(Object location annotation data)
▽

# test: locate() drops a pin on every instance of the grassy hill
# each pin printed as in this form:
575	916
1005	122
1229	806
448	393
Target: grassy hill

△

EXERCISE TASK: Swap "grassy hill" for "green slope" throughout the records and write the lines out again with nothing else changed.

SOLUTION BELOW:
# test: locate() drops a pin on every instance of the green slope
# each pin printed as in this form:
575	916
1005	122
1229	806
448	393
Target: green slope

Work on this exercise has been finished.